# Records contained in a dataset

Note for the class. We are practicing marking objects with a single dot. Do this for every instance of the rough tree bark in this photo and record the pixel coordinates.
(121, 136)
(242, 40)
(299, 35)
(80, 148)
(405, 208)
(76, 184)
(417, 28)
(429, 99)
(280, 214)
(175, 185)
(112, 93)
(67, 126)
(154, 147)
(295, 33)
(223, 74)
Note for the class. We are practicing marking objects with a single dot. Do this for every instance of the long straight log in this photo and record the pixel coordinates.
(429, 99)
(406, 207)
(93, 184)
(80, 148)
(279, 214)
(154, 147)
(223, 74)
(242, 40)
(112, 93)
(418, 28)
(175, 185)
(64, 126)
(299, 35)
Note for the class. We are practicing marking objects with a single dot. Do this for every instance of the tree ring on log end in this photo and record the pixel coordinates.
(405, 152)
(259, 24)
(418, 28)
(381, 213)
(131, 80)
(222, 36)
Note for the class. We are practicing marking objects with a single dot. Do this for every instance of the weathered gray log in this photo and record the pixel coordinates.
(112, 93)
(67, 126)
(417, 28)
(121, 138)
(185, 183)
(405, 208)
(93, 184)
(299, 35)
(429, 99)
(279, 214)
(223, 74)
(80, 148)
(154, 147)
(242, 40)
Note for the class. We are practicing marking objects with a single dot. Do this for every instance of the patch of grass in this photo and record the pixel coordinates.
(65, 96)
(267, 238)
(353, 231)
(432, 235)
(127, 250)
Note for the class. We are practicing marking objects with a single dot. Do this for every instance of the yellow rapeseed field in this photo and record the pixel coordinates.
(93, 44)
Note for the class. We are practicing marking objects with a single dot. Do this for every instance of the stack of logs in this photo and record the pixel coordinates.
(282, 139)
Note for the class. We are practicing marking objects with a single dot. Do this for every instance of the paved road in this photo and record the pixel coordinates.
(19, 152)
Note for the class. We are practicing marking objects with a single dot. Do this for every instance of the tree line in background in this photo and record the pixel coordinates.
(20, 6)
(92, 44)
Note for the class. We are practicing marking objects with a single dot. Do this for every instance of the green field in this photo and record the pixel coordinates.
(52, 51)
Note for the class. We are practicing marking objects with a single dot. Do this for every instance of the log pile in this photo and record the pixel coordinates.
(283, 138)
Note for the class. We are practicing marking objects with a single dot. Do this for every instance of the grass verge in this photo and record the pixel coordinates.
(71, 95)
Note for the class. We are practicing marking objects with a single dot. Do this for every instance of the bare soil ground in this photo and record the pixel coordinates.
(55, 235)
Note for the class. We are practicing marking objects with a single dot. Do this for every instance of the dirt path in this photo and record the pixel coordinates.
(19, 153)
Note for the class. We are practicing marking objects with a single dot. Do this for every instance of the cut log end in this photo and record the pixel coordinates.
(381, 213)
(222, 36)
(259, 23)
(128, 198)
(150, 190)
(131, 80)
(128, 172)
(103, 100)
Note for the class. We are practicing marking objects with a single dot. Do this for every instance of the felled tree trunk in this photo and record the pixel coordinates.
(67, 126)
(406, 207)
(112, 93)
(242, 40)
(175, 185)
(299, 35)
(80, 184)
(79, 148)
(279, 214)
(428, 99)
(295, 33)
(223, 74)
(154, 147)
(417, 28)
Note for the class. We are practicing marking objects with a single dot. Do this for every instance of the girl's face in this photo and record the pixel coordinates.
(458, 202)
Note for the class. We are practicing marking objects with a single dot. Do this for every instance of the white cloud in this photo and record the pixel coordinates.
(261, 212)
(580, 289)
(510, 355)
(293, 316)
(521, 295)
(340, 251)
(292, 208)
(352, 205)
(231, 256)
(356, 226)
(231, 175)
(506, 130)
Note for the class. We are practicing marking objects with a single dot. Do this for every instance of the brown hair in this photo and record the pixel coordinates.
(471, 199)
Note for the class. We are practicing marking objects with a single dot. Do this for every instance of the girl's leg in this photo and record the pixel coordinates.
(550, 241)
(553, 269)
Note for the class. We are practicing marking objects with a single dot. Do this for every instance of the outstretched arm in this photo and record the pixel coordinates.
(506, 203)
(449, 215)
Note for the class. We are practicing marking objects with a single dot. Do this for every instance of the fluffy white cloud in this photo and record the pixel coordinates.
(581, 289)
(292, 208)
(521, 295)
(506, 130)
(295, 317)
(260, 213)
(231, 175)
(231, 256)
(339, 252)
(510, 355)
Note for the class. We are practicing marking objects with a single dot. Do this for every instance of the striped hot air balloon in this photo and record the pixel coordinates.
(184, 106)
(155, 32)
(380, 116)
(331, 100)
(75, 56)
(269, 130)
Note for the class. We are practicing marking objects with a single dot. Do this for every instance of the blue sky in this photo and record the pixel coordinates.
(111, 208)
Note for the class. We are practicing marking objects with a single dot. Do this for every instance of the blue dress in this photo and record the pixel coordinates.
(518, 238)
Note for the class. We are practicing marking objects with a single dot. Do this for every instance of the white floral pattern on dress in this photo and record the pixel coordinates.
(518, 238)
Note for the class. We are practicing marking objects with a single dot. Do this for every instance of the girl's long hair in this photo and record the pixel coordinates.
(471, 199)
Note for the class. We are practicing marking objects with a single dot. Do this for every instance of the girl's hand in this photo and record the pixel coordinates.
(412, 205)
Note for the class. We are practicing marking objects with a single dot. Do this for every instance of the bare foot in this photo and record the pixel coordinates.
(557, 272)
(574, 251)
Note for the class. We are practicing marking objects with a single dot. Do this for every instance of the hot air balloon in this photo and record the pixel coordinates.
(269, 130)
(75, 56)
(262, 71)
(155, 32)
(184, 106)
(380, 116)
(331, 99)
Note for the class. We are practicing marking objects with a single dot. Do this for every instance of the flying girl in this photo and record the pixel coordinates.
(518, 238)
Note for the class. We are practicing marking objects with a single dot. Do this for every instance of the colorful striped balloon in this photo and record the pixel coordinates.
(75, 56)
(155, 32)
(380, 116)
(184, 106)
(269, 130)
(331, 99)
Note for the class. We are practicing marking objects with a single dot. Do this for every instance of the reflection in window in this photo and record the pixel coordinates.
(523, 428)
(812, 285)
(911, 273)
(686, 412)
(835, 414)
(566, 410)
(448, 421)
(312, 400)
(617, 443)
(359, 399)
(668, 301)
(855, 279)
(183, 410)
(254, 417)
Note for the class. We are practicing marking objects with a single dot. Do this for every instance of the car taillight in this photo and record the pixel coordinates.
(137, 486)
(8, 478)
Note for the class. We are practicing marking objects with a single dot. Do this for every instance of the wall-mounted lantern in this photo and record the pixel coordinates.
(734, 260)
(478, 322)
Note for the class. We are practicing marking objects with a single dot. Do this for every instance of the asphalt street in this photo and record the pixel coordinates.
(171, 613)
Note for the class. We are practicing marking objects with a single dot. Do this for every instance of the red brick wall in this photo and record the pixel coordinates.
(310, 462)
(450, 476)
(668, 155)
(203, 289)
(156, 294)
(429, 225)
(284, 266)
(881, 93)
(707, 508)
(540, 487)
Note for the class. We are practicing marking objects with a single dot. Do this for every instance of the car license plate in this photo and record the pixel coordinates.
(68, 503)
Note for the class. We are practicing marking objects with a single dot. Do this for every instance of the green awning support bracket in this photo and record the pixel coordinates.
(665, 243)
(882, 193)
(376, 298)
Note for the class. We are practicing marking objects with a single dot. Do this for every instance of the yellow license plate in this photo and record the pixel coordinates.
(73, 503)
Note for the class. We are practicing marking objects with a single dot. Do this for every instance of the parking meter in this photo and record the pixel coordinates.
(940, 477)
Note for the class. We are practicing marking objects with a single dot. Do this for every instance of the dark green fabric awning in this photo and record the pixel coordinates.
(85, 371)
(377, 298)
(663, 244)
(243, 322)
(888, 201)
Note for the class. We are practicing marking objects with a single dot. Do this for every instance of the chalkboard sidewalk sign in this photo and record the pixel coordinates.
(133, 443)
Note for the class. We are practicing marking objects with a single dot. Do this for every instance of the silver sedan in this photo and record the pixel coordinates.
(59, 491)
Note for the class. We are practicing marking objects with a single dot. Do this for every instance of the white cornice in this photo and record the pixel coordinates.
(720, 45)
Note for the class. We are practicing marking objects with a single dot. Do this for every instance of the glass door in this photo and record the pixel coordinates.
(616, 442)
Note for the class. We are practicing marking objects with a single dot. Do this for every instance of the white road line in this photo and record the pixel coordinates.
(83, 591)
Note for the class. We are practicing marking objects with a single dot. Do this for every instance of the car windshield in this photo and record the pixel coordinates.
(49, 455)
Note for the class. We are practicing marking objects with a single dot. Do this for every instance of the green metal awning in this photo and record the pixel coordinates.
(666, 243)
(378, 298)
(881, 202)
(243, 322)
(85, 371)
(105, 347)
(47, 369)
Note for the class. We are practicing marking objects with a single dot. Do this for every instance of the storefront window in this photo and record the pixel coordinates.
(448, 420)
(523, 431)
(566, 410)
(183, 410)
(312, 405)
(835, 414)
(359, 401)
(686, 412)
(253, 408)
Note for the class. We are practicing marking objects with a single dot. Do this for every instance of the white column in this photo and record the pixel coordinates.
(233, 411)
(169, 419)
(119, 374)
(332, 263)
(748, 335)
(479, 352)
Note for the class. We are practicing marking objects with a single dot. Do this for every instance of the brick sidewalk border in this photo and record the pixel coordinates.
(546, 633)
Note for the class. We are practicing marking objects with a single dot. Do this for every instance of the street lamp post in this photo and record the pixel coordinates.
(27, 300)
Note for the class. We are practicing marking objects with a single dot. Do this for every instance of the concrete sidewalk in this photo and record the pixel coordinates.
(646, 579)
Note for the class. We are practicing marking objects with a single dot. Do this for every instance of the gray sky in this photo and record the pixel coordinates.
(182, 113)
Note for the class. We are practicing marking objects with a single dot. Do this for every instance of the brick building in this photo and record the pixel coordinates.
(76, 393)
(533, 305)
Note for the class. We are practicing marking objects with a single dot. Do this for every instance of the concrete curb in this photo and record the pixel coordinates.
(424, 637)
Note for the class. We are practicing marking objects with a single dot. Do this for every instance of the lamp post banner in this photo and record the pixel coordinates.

# Challenge
Repeat, with no changes, each line from the one with "of the storefront" to the end of the listing, including both ends and nothing else.

# Exercise result
Note for the class. We are practicing marking objects with a single dot. Do this for every instance of the storefront window in this photo and record the pixel coordinates.
(448, 420)
(523, 431)
(566, 410)
(183, 410)
(312, 405)
(835, 414)
(359, 401)
(686, 412)
(253, 408)
Note for the class. We are practicing marking objects with a single dot. Do this for every instance of the white column in this photo and record the pixel coordinates.
(233, 411)
(169, 419)
(119, 374)
(332, 263)
(748, 335)
(479, 352)
Note for the class. We are practicing marking objects with a single dot. Do this for every instance of the brick sidewalk border in this photo and record the pixel coordinates.
(546, 633)
Note for the class. We are practicing marking objects with a single dot. Do this for every instance of the street lamp post in this photo and record the pixel coordinates.
(27, 300)
Note for the class. We are practicing marking objects with a single dot. Do this for every instance of the concrete sidewalk in this photo and record the pixel coordinates.
(646, 579)
Note for the class. We are practicing marking objects with a single dot. Do this for every instance of the gray sky in this photo and record the pixel coordinates.
(182, 113)
Note for the class. We are practicing marking objects with a single dot. Do this for every instance of the brick building in this photo and record the pixel coordinates.
(76, 393)
(533, 305)
Note for the class. We are practicing marking objects with a single dot. Do this for every instance of the concrete curb in this photo and record the pixel coordinates.
(424, 637)
Note for the class. We are practicing marking objects with a single dot. Do this for every instance of the lamp post banner in this photo and record the pixel coordinates.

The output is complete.